Problem to solve:
Reproduce the data below with every "Target class" switched to "Object category" and everything else left unchanged. Omit the pictures from the output.
--- START ---
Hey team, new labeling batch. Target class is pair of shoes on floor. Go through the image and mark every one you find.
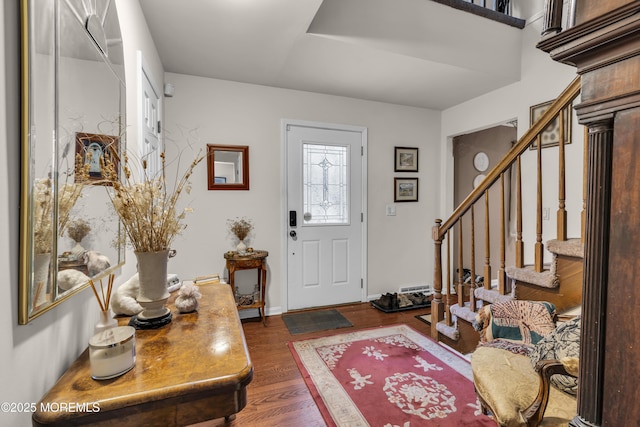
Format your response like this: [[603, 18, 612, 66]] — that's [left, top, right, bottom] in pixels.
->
[[407, 292, 431, 305], [373, 294, 399, 310], [398, 294, 413, 308]]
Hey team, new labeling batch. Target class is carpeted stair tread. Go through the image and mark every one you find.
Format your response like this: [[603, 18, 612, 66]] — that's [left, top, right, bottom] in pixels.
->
[[547, 239, 584, 258], [505, 264, 560, 289]]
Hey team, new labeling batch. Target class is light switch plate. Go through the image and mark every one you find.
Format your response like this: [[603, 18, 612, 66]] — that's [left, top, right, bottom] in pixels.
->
[[387, 205, 396, 216]]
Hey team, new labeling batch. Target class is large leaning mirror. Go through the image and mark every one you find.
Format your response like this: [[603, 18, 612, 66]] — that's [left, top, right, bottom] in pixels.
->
[[18, 0, 126, 324]]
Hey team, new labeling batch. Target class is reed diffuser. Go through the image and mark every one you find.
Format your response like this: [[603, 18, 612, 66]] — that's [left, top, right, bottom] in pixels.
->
[[89, 274, 118, 334]]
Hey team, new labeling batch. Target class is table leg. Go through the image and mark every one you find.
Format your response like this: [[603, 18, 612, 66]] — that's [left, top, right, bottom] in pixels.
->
[[258, 262, 267, 326]]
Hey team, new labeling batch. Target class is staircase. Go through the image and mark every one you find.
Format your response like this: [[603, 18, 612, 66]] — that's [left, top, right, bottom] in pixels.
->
[[431, 77, 587, 353]]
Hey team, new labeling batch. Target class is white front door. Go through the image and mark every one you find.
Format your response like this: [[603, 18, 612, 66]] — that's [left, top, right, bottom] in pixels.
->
[[138, 52, 162, 177], [284, 122, 366, 309]]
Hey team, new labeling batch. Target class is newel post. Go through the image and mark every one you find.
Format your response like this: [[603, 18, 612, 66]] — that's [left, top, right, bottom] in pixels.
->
[[431, 219, 444, 340]]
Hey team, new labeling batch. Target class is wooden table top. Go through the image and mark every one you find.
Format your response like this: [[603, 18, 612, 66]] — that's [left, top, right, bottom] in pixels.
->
[[33, 283, 253, 425], [224, 250, 269, 261]]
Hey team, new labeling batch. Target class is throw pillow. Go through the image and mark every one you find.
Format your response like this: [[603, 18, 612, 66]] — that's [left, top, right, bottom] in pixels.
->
[[476, 300, 556, 345], [529, 316, 580, 396]]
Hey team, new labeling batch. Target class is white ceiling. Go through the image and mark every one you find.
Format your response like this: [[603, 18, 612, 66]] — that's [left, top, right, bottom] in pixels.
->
[[140, 0, 522, 110]]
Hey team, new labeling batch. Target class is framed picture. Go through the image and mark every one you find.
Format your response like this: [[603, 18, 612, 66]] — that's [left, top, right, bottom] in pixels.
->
[[393, 147, 418, 172], [529, 101, 572, 150], [393, 178, 418, 202], [75, 132, 120, 185]]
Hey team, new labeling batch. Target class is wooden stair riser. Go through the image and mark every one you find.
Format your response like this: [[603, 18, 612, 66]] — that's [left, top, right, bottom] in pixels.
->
[[515, 255, 583, 312], [438, 318, 480, 354]]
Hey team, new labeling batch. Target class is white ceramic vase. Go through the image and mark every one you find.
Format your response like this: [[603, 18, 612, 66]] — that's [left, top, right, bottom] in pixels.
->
[[135, 250, 171, 327]]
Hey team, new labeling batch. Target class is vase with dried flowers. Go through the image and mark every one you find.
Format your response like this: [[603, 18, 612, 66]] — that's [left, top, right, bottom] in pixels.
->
[[32, 155, 88, 309], [103, 151, 205, 329], [227, 218, 253, 255]]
--- END ---
Task result:
Hey team, new labeling batch. Object category is pair of shoes on floor. Go through the image and mark every one you find.
Format your response like this: [[603, 18, 612, 66]] — that's [left, top, right, bottom] in pixels.
->
[[407, 292, 431, 305], [373, 294, 399, 310], [398, 294, 413, 308]]
Hey team, new labeling batch. Object category is carpeted stair tread. Go through the image and mark every one you find.
Format your response like this: [[603, 18, 612, 66]] — that's [left, top, right, bottom] in pixels.
->
[[547, 239, 584, 258], [505, 264, 560, 289]]
Hey team, new labeling batch. Object category is light switch plate. Go through the image and mark every one you find.
Format your response like this: [[603, 18, 612, 66]] — that's [left, top, right, bottom] in pixels.
->
[[387, 205, 396, 216]]
Hey team, new labeling batch. Object category is large leaning mirror. Go through the image and mark every one you find.
Format your response like this: [[603, 18, 612, 66]] — that's [left, top, right, bottom] in pixels.
->
[[18, 0, 126, 324]]
Hey team, new labeling batch. Object category is reed diffuser. Go through the image and mark every one you find.
Format your response like this: [[603, 18, 612, 66]] — that's [left, top, right, bottom] in pixels.
->
[[89, 274, 118, 334]]
Hey team, new labeling batch. Object category is table leg. Go through the image and mark every one you find.
Format your response like this: [[603, 18, 612, 66]] — that's [left, top, right, bottom] in pixels.
->
[[258, 262, 267, 326]]
Hey team, new labeling batch. Object category is staircase. Go through the image and mark every one you find.
Format your response like this: [[603, 18, 612, 66]] — that's [left, top, right, bottom] in pixels.
->
[[431, 77, 587, 353]]
Hey team, new labeling batch. Object category is white front door. Go through the image and mark every one you find.
Format your response like this: [[603, 18, 612, 66]] — that's [left, top, right, bottom] in pixels.
->
[[138, 52, 162, 177], [284, 122, 366, 309]]
Hey team, new labeling batch. Object category is newel post. Go through the image and mark every one you find.
Format your response like this: [[603, 18, 612, 66]] — that's [left, top, right, bottom] in pixels.
->
[[431, 219, 444, 340]]
Hey team, new labeling batch. Object category is wooden table top. Go through the image and mark every one you find.
Format your response like this: [[603, 18, 612, 66]] — that's [left, top, right, bottom] in pixels.
->
[[33, 283, 253, 425], [224, 250, 269, 261]]
Hey team, new labeling batch. Object category is throw pillow. Go through the image and mark every one you find.
Format your response like this: [[603, 18, 612, 66]] — that's [left, top, right, bottom] in pixels.
->
[[476, 300, 556, 345], [529, 316, 580, 396]]
Hey team, new labeling batch. Object category is white ceiling. Go through the image and mark every one you find.
Format your response like this: [[603, 18, 612, 66]] — that's [left, top, right, bottom] in pixels.
->
[[140, 0, 522, 110]]
Hey team, new labeling batch. Object category is framed picture. Go through the image and mark every one you find.
Format your response like this: [[603, 18, 612, 66]] — that's [left, top, right, bottom] in pixels.
->
[[393, 147, 418, 172], [529, 101, 572, 150], [393, 178, 418, 202], [75, 132, 120, 185]]
Hey team, new labeling batch. Object category is wooden stair riser. Go through the image and mark every one you find.
Format your response like this: [[603, 18, 612, 66]] — that's [left, top, right, bottom] in pixels.
->
[[515, 255, 583, 312], [438, 318, 480, 354]]
Hey team, new labeling batch. Object category is white ceramic vase. Go through the image and mark every one you find.
Format your response like this: [[603, 18, 612, 66]] — that's [left, top, right, bottom] in pixels.
->
[[135, 250, 171, 327]]
Hey team, new labeling batch. Object category is vase with dried flowers. Go through the image and mark every one you find.
Format your response like this: [[603, 18, 612, 66]] — that's [left, top, right, bottom] in pixels.
->
[[32, 155, 88, 309], [103, 151, 205, 329], [227, 218, 253, 255]]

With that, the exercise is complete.